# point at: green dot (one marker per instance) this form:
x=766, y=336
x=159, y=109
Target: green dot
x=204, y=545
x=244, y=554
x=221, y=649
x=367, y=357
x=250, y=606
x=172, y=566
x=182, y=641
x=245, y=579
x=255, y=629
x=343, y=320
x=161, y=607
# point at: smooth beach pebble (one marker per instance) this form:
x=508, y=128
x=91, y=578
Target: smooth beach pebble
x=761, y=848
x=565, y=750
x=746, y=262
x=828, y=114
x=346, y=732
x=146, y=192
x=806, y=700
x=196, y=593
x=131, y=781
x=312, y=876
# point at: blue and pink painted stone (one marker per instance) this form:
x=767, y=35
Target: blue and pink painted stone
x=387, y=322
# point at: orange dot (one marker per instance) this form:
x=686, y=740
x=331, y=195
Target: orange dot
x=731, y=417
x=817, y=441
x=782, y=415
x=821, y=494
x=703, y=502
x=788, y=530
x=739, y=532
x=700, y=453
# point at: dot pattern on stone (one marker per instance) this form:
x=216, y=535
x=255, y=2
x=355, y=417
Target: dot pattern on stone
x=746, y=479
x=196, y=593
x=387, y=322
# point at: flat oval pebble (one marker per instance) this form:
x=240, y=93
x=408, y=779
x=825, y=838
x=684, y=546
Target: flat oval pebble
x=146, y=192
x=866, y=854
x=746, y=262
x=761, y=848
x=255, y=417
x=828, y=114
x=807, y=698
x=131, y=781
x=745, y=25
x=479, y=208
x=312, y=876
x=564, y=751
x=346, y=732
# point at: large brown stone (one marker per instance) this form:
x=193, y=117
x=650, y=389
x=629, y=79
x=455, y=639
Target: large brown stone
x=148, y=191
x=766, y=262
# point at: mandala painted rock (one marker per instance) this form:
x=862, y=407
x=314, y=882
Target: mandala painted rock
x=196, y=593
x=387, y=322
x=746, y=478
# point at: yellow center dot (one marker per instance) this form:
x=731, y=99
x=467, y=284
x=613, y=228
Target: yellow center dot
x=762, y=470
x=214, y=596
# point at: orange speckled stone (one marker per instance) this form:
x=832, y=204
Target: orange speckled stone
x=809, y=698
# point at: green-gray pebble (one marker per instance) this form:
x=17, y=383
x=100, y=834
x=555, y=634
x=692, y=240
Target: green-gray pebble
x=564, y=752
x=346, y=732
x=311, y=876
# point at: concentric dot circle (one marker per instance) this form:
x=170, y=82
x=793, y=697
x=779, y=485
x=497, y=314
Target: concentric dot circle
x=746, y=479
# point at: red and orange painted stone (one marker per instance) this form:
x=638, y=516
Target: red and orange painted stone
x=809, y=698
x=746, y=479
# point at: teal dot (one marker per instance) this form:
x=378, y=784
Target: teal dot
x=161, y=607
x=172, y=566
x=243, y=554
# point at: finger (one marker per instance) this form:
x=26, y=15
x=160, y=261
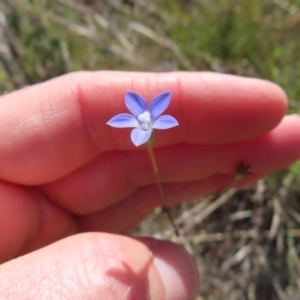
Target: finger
x=116, y=175
x=53, y=128
x=101, y=266
x=28, y=221
x=125, y=215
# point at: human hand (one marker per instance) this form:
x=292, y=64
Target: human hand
x=64, y=171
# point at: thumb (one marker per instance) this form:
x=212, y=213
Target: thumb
x=101, y=266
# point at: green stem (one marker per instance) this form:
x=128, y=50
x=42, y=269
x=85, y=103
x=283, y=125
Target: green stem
x=161, y=191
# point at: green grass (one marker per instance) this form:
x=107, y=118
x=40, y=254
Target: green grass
x=43, y=39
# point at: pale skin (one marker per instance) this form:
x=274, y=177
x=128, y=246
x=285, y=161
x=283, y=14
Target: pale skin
x=64, y=171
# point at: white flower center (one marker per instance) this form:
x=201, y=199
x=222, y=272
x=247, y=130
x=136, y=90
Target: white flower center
x=145, y=120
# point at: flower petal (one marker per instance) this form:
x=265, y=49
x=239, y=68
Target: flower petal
x=135, y=103
x=159, y=104
x=140, y=136
x=123, y=121
x=165, y=122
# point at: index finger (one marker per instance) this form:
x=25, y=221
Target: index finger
x=50, y=129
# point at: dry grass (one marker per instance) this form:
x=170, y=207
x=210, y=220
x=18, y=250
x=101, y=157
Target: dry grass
x=246, y=242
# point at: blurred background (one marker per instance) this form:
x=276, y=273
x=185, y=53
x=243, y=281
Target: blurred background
x=246, y=242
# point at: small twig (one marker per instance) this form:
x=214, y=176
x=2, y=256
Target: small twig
x=161, y=191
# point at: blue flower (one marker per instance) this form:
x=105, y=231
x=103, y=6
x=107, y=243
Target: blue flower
x=144, y=119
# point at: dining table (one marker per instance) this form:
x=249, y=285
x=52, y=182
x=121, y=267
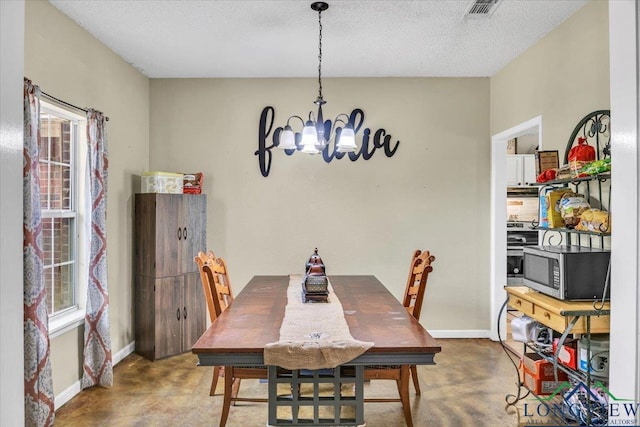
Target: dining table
x=242, y=334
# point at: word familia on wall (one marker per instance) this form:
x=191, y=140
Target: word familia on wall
x=367, y=147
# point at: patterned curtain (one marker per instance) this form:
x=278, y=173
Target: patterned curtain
x=38, y=384
x=98, y=368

☆ ☆ ☆ ☆ ☆ ☆ ☆

§ The problem:
Can you output every line of the material above as a numbered list, leaving out blank lines and omitting the pictures?

§ Result of the task:
1. # point at: green dot (one marker per instance) this form:
2. x=766, y=336
3. x=159, y=109
4. Target: green dot
5. x=204, y=545
6. x=244, y=554
7. x=221, y=649
8. x=367, y=357
9. x=250, y=606
10. x=172, y=566
11. x=182, y=641
12. x=245, y=579
13. x=255, y=629
14. x=343, y=320
15. x=161, y=607
16. # point at: smooth beach pebble (one marker per instance) this form:
17. x=508, y=128
18. x=91, y=578
19. Target: smooth beach pebble
20. x=761, y=848
21. x=565, y=750
22. x=746, y=262
23. x=828, y=114
24. x=346, y=732
25. x=146, y=192
26. x=806, y=700
27. x=196, y=593
28. x=131, y=781
29. x=312, y=876
30. # point at: blue and pink painted stone (one marker per instance) this form:
31. x=767, y=35
32. Target: blue and pink painted stone
33. x=387, y=322
34. # point at: orange dot (one marker per instance) this form:
35. x=686, y=740
36. x=331, y=195
37. Target: orange dot
38. x=731, y=417
39. x=817, y=441
40. x=782, y=415
41. x=821, y=494
42. x=703, y=502
43. x=788, y=530
44. x=739, y=532
45. x=700, y=453
46. # point at: dot pattern on stone (one marker per instance) this form:
47. x=216, y=535
48. x=255, y=2
49. x=355, y=417
50. Target: dot pattern on stone
51. x=746, y=479
52. x=196, y=593
53. x=387, y=322
54. # point at: flat oval pebble (one marker per instance) this form:
55. x=240, y=93
56. x=408, y=779
57. x=825, y=838
58. x=684, y=546
59. Target: flat oval pebble
60. x=146, y=192
61. x=866, y=854
62. x=746, y=262
63. x=761, y=848
64. x=255, y=417
65. x=828, y=114
66. x=807, y=698
67. x=131, y=781
68. x=745, y=25
69. x=479, y=208
70. x=312, y=876
71. x=564, y=751
72. x=346, y=732
73. # point at: large brown stone (one marker per instance) this form:
74. x=193, y=117
75. x=650, y=389
76. x=629, y=79
77. x=455, y=639
78. Target: large brown stone
79. x=148, y=191
80. x=766, y=262
81. # point at: mandala painted rock (one marker per instance) this form:
82. x=862, y=407
83. x=314, y=882
84. Target: mandala painted rock
85. x=196, y=593
86. x=387, y=322
87. x=746, y=478
88. # point at: yellow center dot (one marker per instance) this form:
89. x=731, y=99
90. x=467, y=284
91. x=613, y=228
92. Target: yellow center dot
93. x=762, y=470
94. x=214, y=596
95. # point at: orange speckled stone (one marker per instance) this form:
96. x=832, y=204
97. Target: orange speckled stone
98. x=809, y=698
99. # point at: green-gray pebble (one marker per instance) this form:
100. x=17, y=383
101. x=100, y=834
102. x=555, y=634
103. x=692, y=240
104. Target: green-gray pebble
105. x=564, y=752
106. x=346, y=732
107. x=311, y=876
108. # point at: concentric dot circle (one marker per instance) this form:
109. x=170, y=82
110. x=793, y=697
111. x=779, y=485
112. x=497, y=314
113. Target: concentric dot circle
114. x=746, y=479
115. # point at: red and orange painted stone (one marker per instance) this form:
116. x=638, y=516
117. Target: red and orange painted stone
118. x=809, y=698
119. x=746, y=479
120. # point at: teal dot (one marker per instance) this form:
121. x=378, y=784
122. Target: teal dot
123. x=161, y=607
124. x=172, y=566
125. x=243, y=554
126. # point at: finger (one marker per instance) this form:
127. x=26, y=15
128. x=160, y=261
129. Target: finger
130. x=116, y=175
131. x=53, y=128
132. x=101, y=266
133. x=28, y=221
134. x=125, y=215
135. # point at: human hand (one marker per instance) this form:
136. x=292, y=64
137. Target: human hand
138. x=64, y=171
139. # point at: thumb (one marker per instance) this form:
140. x=212, y=213
141. Target: thumb
142. x=101, y=266
143. # point at: green stem (one marker per instance) this form:
144. x=128, y=50
145. x=42, y=269
146. x=85, y=103
147. x=283, y=125
148. Target: green stem
149. x=161, y=191
150. # point at: green grass (one marker per instance) this form:
151. x=107, y=118
152. x=40, y=254
153. Target: green grass
154. x=43, y=39
155. # point at: pale skin (one marker per instance) this form:
156. x=274, y=177
157. x=128, y=246
158. x=285, y=161
159. x=283, y=14
160. Target: pale skin
161. x=64, y=171
162. # point at: white flower center (one marker per instance) this form:
163. x=201, y=199
164. x=222, y=272
165. x=247, y=130
166. x=136, y=90
167. Target: white flower center
168. x=145, y=120
169. # point at: flower petal (one marker per instance) this form:
170. x=265, y=49
171. x=239, y=68
172. Target: flower petal
173. x=135, y=103
174. x=159, y=104
175. x=140, y=136
176. x=123, y=121
177. x=165, y=122
178. # point at: index finger (one marker per instance) this form:
179. x=25, y=221
180. Target: index finger
181. x=50, y=129
182. # point at: dry grass (one marker per instance) this form:
183. x=170, y=207
184. x=210, y=220
185. x=18, y=250
186. x=101, y=157
187. Target: dry grass
188. x=246, y=242
189. # point at: blurred background (one marker per instance) this form:
190. x=276, y=273
191. x=185, y=53
192. x=243, y=281
193. Target: blurred background
194. x=246, y=242
195. # point at: small twig (one marker per instance) this form:
196. x=214, y=176
197. x=2, y=256
198. Target: small twig
199. x=161, y=191
200. # point at: blue flower (one marker per instance) this form:
201. x=105, y=231
202. x=103, y=6
203. x=107, y=243
204. Target: blue flower
205. x=144, y=119
206. # point at: dining table (one marker per instance) this form:
207. x=249, y=285
208. x=52, y=182
209. x=121, y=267
210. Target: dining table
211. x=242, y=334
212. # point at: word familia on wall (one marker per instance) this form:
213. x=191, y=140
214. Target: word familia on wall
215. x=367, y=147
216. # point at: patterned curtain (one marker per instance) this form:
217. x=278, y=173
218. Target: patterned curtain
219. x=38, y=384
220. x=98, y=368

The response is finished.